■ **ENTRIES SUPPLIED**
____________________

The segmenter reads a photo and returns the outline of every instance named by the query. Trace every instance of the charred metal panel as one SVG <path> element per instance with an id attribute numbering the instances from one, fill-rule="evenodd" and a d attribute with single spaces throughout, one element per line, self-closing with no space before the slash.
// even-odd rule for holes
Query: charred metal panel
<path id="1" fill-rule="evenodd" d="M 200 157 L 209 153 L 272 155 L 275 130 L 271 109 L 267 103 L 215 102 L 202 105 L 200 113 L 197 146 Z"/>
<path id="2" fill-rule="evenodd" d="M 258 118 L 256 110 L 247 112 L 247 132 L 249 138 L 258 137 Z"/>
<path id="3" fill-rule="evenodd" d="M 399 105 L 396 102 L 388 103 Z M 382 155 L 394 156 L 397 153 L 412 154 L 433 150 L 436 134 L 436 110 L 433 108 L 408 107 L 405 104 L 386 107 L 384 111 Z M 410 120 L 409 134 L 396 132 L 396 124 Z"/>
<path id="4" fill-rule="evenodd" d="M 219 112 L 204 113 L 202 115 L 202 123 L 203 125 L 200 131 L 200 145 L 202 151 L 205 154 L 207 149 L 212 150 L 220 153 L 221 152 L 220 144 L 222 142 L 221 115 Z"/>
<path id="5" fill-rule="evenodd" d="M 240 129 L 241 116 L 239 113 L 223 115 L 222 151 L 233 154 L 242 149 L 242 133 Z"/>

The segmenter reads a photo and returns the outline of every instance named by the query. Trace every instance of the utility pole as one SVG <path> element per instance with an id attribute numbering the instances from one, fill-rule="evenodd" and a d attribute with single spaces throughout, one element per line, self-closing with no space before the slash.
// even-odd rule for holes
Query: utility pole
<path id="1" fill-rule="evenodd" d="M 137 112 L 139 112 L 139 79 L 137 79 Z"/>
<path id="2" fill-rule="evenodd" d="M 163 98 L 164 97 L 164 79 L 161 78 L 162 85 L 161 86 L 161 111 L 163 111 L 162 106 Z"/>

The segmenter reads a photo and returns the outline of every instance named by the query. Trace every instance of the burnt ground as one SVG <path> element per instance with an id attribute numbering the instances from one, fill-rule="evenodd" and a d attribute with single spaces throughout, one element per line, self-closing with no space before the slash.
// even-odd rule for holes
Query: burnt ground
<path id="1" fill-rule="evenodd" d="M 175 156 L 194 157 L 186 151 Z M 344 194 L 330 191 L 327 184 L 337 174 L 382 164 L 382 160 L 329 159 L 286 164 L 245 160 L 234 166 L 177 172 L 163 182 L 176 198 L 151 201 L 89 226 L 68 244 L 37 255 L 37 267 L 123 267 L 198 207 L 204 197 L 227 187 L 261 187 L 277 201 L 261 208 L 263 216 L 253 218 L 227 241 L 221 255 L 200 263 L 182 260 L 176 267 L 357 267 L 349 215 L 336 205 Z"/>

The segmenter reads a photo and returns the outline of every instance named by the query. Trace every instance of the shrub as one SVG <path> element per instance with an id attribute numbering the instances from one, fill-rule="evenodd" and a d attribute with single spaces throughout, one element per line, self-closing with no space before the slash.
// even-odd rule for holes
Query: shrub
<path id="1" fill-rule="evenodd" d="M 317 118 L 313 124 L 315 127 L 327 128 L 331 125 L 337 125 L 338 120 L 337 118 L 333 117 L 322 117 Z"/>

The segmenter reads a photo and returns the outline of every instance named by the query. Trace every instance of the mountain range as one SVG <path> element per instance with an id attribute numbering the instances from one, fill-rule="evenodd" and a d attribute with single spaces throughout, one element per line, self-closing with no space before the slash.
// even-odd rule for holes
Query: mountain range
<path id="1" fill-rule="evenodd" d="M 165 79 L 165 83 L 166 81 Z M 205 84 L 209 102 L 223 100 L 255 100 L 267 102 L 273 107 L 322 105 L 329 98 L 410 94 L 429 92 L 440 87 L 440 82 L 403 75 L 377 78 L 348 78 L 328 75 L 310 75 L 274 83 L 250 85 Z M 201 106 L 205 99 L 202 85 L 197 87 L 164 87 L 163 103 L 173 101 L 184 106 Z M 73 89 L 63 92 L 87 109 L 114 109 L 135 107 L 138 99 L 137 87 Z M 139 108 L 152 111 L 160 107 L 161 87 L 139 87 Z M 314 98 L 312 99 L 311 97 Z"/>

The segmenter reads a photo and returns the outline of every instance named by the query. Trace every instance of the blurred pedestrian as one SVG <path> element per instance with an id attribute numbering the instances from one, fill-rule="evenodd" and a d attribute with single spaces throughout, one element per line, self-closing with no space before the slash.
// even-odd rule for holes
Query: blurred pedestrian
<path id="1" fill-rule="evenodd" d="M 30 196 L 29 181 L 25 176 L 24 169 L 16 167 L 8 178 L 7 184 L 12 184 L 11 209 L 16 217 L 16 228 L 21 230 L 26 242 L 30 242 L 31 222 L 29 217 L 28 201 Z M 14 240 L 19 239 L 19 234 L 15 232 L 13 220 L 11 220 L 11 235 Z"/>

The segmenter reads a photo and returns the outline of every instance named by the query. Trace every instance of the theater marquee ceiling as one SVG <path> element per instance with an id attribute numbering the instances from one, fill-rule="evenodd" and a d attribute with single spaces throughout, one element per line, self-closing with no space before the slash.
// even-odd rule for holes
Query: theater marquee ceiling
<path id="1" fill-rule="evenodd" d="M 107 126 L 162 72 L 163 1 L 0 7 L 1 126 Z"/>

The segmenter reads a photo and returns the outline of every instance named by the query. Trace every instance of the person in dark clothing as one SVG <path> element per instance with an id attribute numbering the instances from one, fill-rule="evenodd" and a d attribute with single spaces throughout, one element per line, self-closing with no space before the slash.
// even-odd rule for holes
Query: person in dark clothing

____________________

■ **THE PROBLEM**
Copy all of the material above line for line, with nothing changed.

■ **FINISHED ANSWER**
The segmenter reads a photo and returns the outline of every instance named by the query. Trace every instance of the charred metal panel as one SVG <path> element per instance with an id attribute numbering the instances from one, fill-rule="evenodd" and a d attribute with single spaces throughout, one element per line, self-closing with no space before the slash.
// even-odd rule for holes
Query: charred metal panel
<path id="1" fill-rule="evenodd" d="M 200 157 L 209 153 L 272 155 L 275 130 L 271 109 L 267 103 L 215 102 L 202 105 L 200 113 L 197 146 Z"/>
<path id="2" fill-rule="evenodd" d="M 258 118 L 256 110 L 247 112 L 247 132 L 249 138 L 258 137 Z"/>
<path id="3" fill-rule="evenodd" d="M 399 105 L 396 102 L 388 103 Z M 382 155 L 394 156 L 397 153 L 412 154 L 433 150 L 436 134 L 436 110 L 433 108 L 408 107 L 405 104 L 386 107 L 384 111 Z M 410 120 L 409 134 L 396 132 L 396 124 Z"/>
<path id="4" fill-rule="evenodd" d="M 219 112 L 204 113 L 202 115 L 202 123 L 203 125 L 200 131 L 200 145 L 202 151 L 205 154 L 207 149 L 212 150 L 220 153 L 221 152 L 220 144 L 222 142 L 221 115 Z"/>
<path id="5" fill-rule="evenodd" d="M 240 129 L 241 116 L 239 113 L 223 115 L 222 151 L 233 154 L 242 149 L 242 133 Z"/>

The segmenter reads a photo and returns the outline of every instance named by the query. Trace every instance of the utility pole as one SVG <path> element per instance with an id attribute numbering the instances from one, fill-rule="evenodd" and a d attribute with single spaces throughout, one element per line, self-closing with no space before the slash.
// even-odd rule for holes
Query: utility pole
<path id="1" fill-rule="evenodd" d="M 137 112 L 139 112 L 139 79 L 137 79 Z"/>
<path id="2" fill-rule="evenodd" d="M 163 98 L 164 97 L 164 79 L 161 78 L 162 85 L 161 86 L 161 111 L 163 111 L 162 106 Z"/>

The segmenter reads a photo and returns the outline of every instance named by the query. Trace every instance of the burnt ground as one SVG <path> element per instance with an id attribute numbering the instances from one, fill-rule="evenodd" and a d attribute with single spaces throughout, one element per line, self-closing with no space before the slash.
// even-odd rule for holes
Query: burnt ground
<path id="1" fill-rule="evenodd" d="M 175 156 L 194 157 L 186 151 Z M 344 194 L 330 191 L 327 184 L 337 174 L 382 164 L 382 160 L 329 159 L 286 164 L 245 160 L 234 166 L 177 172 L 163 182 L 176 198 L 151 201 L 89 226 L 68 244 L 37 255 L 37 267 L 123 267 L 198 207 L 204 197 L 227 187 L 261 187 L 277 201 L 261 208 L 263 216 L 253 218 L 227 241 L 221 255 L 200 263 L 182 260 L 176 267 L 357 267 L 349 215 L 336 205 Z"/>

The segmenter reads a photo and returns the outline of every instance named by the query. Trace every instance of the shrub as one SVG <path> element per instance with an id attribute numbering the instances from one, fill-rule="evenodd" and a d attribute with single spaces throughout, one element per line, self-closing with no space before the slash.
// even-odd rule for holes
Query: shrub
<path id="1" fill-rule="evenodd" d="M 317 118 L 313 124 L 315 127 L 327 128 L 331 125 L 337 125 L 338 120 L 337 118 L 333 117 L 322 117 Z"/>

The segmenter reads a photo and returns the outline of every instance named by the query. Trace every instance of the mountain range as one SVG <path> element per instance with an id attribute numbering the instances from one, fill-rule="evenodd" and a d attribute with single spaces throughout, one element per line, self-closing with no space before the slash.
// even-odd rule for holes
Query: mountain range
<path id="1" fill-rule="evenodd" d="M 165 79 L 165 83 L 166 81 Z M 205 84 L 209 102 L 223 100 L 255 100 L 267 102 L 273 107 L 322 105 L 329 98 L 410 94 L 429 92 L 440 87 L 440 82 L 403 75 L 377 78 L 348 78 L 328 75 L 310 75 L 274 83 L 250 85 Z M 201 106 L 205 99 L 202 85 L 197 87 L 164 87 L 163 103 L 173 101 L 184 106 Z M 73 89 L 63 92 L 87 109 L 114 109 L 135 107 L 138 99 L 137 87 Z M 139 108 L 152 111 L 160 107 L 161 87 L 139 87 Z M 314 98 L 312 99 L 311 97 Z"/>

The segmenter reads a photo and returns the outline of every instance named by the query. Trace every instance of the blurred pedestrian as one SVG <path> element per instance with an id attribute numbering the instances from one, fill-rule="evenodd" and a d attribute with single spaces throughout, one element per line, self-closing with no space before the slash.
// even-odd rule for holes
Query: blurred pedestrian
<path id="1" fill-rule="evenodd" d="M 30 196 L 29 181 L 25 176 L 24 169 L 16 167 L 8 178 L 7 184 L 12 184 L 11 209 L 16 217 L 16 228 L 21 230 L 26 242 L 30 242 L 31 222 L 29 217 L 28 201 Z M 14 240 L 19 239 L 19 234 L 15 232 L 13 220 L 11 220 L 11 235 Z"/>

The segmenter reads a photo and returns the outline of every instance named by the query. Trace every instance of the theater marquee ceiling as one SVG <path> element per instance with an id attribute numbering the instances from one, fill-rule="evenodd" and a d attribute with single spaces throughout, one element per line, self-closing with no space before the slash.
// even-odd rule for holes
Query: theater marquee ceiling
<path id="1" fill-rule="evenodd" d="M 107 126 L 162 72 L 163 1 L 0 7 L 1 126 Z"/>

The segmenter reads a photo and returns the outline of every instance named by the query. Trace every instance of the person in dark clothing as one SVG <path> element per instance with an id attribute numbering the instances from one, fill-rule="evenodd" and a d attribute with single spaces throughout, one element per line, self-closing with no space before the slash.
// even-odd rule for holes
Query: person in dark clothing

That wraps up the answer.